» **TASK BRIEF**
How many lines in the material below contain the word "green"? Case counts; give only the number.

» **MATERIAL PROVIDED**
-----

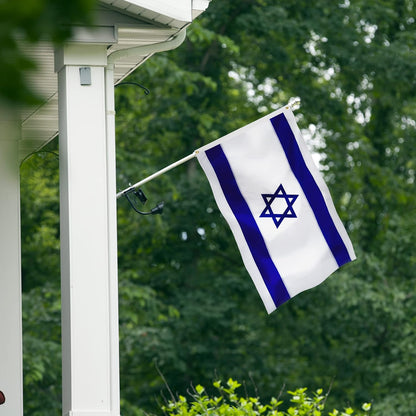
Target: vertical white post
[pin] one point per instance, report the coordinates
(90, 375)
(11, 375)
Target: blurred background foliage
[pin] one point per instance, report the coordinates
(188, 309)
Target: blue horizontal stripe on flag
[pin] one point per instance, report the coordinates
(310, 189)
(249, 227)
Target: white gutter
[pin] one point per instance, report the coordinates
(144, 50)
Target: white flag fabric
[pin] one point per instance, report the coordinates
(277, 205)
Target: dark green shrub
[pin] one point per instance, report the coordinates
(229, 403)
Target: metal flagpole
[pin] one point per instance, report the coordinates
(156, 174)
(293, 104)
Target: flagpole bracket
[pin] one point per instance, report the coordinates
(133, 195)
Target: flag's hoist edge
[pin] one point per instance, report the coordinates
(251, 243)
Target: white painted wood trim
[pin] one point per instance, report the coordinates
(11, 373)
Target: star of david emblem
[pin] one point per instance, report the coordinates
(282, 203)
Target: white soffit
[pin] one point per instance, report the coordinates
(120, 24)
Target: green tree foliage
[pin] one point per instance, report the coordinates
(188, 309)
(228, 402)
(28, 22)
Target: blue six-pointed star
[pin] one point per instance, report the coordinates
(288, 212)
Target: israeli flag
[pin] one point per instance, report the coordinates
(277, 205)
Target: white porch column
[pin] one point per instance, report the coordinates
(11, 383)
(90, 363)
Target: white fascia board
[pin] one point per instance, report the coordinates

-----

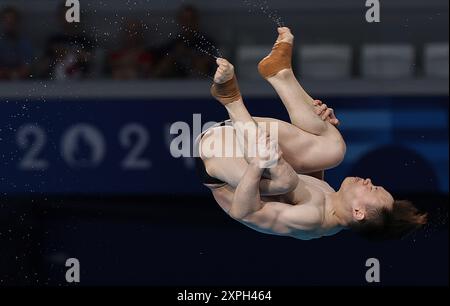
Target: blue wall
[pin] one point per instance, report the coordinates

-----

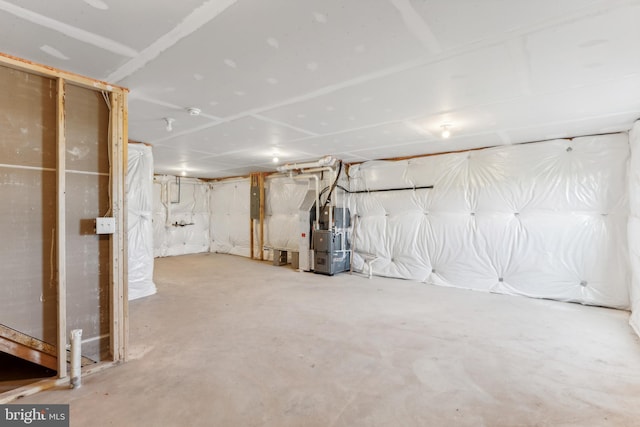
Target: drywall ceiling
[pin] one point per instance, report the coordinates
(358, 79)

-----

» **EXERCISE RESPONSE**
2